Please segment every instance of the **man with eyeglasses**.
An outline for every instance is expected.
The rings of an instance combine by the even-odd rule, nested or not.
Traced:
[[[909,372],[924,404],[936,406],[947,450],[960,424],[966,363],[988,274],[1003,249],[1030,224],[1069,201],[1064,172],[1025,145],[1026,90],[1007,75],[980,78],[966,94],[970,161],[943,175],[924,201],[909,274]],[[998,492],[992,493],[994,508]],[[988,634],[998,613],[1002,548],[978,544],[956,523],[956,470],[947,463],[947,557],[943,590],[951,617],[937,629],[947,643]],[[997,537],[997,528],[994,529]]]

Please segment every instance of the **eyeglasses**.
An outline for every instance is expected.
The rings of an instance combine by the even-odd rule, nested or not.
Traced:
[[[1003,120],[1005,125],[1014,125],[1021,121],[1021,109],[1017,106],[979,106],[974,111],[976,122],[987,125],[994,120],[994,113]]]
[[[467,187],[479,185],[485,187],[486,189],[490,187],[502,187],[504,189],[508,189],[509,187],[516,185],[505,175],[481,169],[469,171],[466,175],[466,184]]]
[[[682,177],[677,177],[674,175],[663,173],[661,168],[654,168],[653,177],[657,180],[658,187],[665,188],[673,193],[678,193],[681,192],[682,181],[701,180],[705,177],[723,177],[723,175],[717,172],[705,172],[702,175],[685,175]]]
▬▬▬
:: TO BE DONE ::
Copy these rows word for word, from the first line to the last.

:: OUTPUT FOR THIS EXERCISE ::
Please segment every instance of the **man with eyeglasses**.
An outline for every instance is expected.
The rings of an instance combine by the even-odd rule, nested or not.
Traced:
[[[909,372],[924,404],[936,406],[947,450],[960,424],[966,363],[988,274],[1003,249],[1030,224],[1069,201],[1064,172],[1025,145],[1026,90],[1007,75],[980,78],[966,94],[970,161],[943,175],[924,201],[909,274]],[[998,492],[992,493],[994,508]],[[988,634],[998,613],[1002,548],[978,544],[956,523],[956,470],[947,463],[947,557],[943,590],[951,617],[937,629],[947,643]],[[997,537],[997,528],[994,529]]]

Please segment every instance of the **eyeglasses**.
An outline for every instance is expected.
The rings of an instance combine by the even-odd rule, nested or not.
Traced:
[[[1003,120],[1005,125],[1014,125],[1021,121],[1021,109],[1017,106],[979,106],[974,111],[976,122],[987,125],[994,120],[994,113]]]
[[[467,187],[479,185],[485,187],[486,189],[490,187],[502,187],[504,189],[508,189],[509,187],[516,185],[505,175],[481,169],[469,171],[466,175],[466,184]]]
[[[682,177],[677,177],[674,175],[663,173],[661,168],[654,168],[653,177],[657,180],[658,187],[665,188],[673,193],[678,193],[681,192],[682,181],[701,180],[705,177],[723,177],[723,175],[717,172],[705,172],[702,175],[685,175]]]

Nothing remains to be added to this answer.